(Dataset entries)
__________

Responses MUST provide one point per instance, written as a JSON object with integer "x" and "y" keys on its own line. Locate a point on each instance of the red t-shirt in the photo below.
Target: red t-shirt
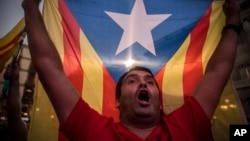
{"x": 187, "y": 123}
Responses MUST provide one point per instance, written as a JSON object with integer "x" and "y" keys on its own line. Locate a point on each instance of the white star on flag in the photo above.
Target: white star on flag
{"x": 137, "y": 27}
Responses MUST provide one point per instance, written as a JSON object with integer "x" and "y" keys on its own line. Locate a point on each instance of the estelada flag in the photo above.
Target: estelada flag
{"x": 174, "y": 38}
{"x": 10, "y": 42}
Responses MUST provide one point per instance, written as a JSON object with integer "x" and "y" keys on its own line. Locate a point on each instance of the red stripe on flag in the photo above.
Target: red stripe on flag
{"x": 159, "y": 79}
{"x": 193, "y": 70}
{"x": 72, "y": 51}
{"x": 109, "y": 99}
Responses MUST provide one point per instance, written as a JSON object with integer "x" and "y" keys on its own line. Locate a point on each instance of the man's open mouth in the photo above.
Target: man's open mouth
{"x": 143, "y": 97}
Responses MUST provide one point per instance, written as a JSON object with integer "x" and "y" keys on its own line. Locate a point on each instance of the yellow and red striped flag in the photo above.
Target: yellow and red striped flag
{"x": 10, "y": 42}
{"x": 175, "y": 39}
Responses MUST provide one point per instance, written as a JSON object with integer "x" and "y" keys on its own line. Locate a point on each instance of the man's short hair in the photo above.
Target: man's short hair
{"x": 119, "y": 83}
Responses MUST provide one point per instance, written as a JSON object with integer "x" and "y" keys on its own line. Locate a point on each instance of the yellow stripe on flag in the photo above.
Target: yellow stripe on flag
{"x": 172, "y": 89}
{"x": 9, "y": 43}
{"x": 93, "y": 75}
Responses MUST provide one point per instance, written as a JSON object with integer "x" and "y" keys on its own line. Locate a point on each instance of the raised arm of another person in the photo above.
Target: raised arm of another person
{"x": 221, "y": 63}
{"x": 46, "y": 60}
{"x": 18, "y": 129}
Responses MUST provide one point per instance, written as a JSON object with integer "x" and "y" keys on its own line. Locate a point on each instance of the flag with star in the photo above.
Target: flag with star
{"x": 95, "y": 39}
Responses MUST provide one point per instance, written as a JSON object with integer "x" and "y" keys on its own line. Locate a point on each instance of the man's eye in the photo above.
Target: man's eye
{"x": 151, "y": 82}
{"x": 131, "y": 81}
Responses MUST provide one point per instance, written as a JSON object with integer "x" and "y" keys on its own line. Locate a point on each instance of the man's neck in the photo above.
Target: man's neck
{"x": 143, "y": 133}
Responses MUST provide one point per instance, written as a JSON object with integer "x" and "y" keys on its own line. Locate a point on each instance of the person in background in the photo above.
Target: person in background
{"x": 137, "y": 92}
{"x": 17, "y": 127}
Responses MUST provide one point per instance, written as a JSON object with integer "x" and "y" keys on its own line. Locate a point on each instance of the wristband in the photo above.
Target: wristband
{"x": 234, "y": 27}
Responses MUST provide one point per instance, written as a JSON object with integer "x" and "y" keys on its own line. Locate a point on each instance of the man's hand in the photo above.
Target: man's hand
{"x": 12, "y": 72}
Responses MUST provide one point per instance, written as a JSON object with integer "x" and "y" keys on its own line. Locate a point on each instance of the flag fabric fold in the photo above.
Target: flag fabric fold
{"x": 95, "y": 38}
{"x": 10, "y": 42}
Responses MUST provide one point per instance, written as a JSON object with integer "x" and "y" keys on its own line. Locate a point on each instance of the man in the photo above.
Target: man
{"x": 18, "y": 129}
{"x": 137, "y": 91}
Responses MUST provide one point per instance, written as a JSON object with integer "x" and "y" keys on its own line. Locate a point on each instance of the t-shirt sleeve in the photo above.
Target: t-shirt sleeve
{"x": 190, "y": 120}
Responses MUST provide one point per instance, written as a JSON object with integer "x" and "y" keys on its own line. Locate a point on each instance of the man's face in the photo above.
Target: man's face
{"x": 139, "y": 98}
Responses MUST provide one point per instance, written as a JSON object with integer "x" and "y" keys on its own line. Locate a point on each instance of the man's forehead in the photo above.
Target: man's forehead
{"x": 139, "y": 73}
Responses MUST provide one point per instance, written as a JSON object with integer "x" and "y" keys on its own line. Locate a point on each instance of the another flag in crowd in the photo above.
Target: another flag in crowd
{"x": 95, "y": 39}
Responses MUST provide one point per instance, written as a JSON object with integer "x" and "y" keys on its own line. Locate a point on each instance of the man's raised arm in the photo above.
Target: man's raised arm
{"x": 221, "y": 63}
{"x": 46, "y": 60}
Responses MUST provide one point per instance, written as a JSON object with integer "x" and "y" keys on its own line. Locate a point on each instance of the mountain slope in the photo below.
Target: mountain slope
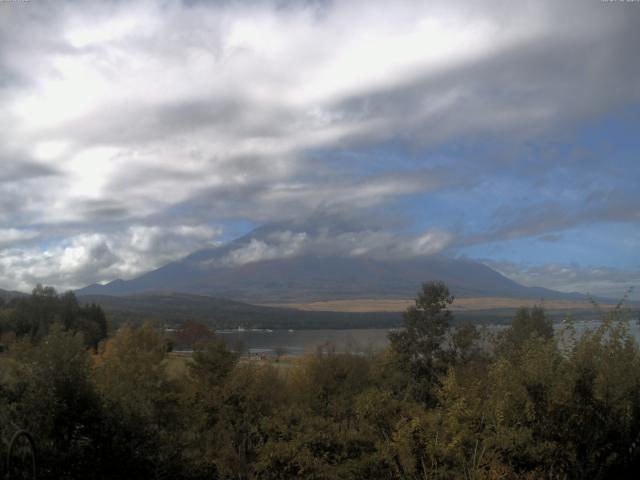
{"x": 311, "y": 277}
{"x": 221, "y": 313}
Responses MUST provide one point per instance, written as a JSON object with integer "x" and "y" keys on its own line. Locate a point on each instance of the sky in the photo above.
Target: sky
{"x": 134, "y": 133}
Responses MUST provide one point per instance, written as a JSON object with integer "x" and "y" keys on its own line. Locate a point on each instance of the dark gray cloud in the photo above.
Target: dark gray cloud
{"x": 167, "y": 116}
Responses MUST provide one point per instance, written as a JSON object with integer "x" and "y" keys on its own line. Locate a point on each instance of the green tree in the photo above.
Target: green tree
{"x": 419, "y": 347}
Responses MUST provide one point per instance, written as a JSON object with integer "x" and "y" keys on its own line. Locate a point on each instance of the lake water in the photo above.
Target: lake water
{"x": 299, "y": 342}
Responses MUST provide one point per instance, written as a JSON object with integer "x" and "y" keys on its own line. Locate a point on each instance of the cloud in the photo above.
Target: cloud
{"x": 121, "y": 114}
{"x": 599, "y": 280}
{"x": 327, "y": 241}
{"x": 89, "y": 258}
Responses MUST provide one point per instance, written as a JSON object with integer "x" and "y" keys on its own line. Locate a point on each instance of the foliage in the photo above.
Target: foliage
{"x": 440, "y": 403}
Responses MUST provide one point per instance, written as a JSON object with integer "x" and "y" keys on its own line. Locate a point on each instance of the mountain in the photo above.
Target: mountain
{"x": 9, "y": 294}
{"x": 220, "y": 313}
{"x": 305, "y": 277}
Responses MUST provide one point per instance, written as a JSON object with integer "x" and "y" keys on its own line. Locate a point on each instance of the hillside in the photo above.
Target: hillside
{"x": 311, "y": 277}
{"x": 174, "y": 308}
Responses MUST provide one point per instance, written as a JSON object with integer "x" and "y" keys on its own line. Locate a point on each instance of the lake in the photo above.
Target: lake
{"x": 361, "y": 341}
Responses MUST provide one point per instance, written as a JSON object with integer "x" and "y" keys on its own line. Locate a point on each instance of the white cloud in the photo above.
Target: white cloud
{"x": 598, "y": 280}
{"x": 366, "y": 243}
{"x": 88, "y": 258}
{"x": 137, "y": 113}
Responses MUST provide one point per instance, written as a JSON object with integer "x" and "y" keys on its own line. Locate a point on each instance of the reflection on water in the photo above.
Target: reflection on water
{"x": 299, "y": 342}
{"x": 359, "y": 341}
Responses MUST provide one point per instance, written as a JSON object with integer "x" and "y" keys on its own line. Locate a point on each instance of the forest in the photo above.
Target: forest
{"x": 442, "y": 402}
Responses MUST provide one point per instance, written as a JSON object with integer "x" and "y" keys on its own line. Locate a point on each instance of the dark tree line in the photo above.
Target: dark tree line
{"x": 439, "y": 403}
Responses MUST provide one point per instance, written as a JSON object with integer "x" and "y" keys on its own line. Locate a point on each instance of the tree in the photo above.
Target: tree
{"x": 419, "y": 347}
{"x": 529, "y": 322}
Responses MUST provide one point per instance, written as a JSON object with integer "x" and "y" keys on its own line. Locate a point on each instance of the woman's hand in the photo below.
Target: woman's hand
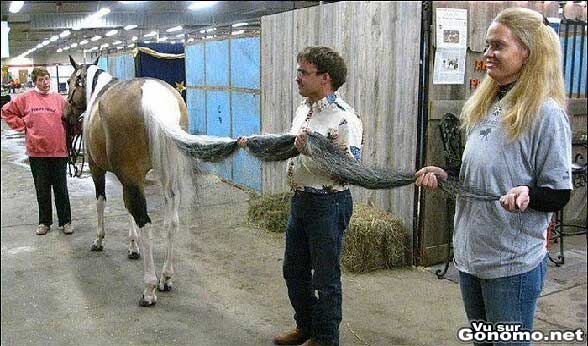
{"x": 242, "y": 142}
{"x": 302, "y": 140}
{"x": 427, "y": 177}
{"x": 517, "y": 199}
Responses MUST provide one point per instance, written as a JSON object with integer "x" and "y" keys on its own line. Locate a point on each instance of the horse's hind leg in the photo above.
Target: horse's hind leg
{"x": 134, "y": 198}
{"x": 100, "y": 184}
{"x": 133, "y": 252}
{"x": 171, "y": 223}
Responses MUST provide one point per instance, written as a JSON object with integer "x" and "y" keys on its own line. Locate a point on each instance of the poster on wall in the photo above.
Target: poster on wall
{"x": 451, "y": 42}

__________

WHAT YOU WILL DO: Filter on the word "below": copy each matching line from the entries above.

COMPLETED TASK:
Responses MUST provide one point per instance, written as a JSON object with integer "x" and "y" keys on its own line. Locate a point on each instance of the red t-shirt in the photo below.
Responses MUST provide one point per instance, written as a JSON object with integer "x" and "y" keys on its own line. Locate a point on each instance of the mountain slope in the photo below.
Responses MUST provide one point per instance, written as a JSON object with integer "x" and "y" keys on its own line. Locate a point on each instance of the woman's hand in the photo below.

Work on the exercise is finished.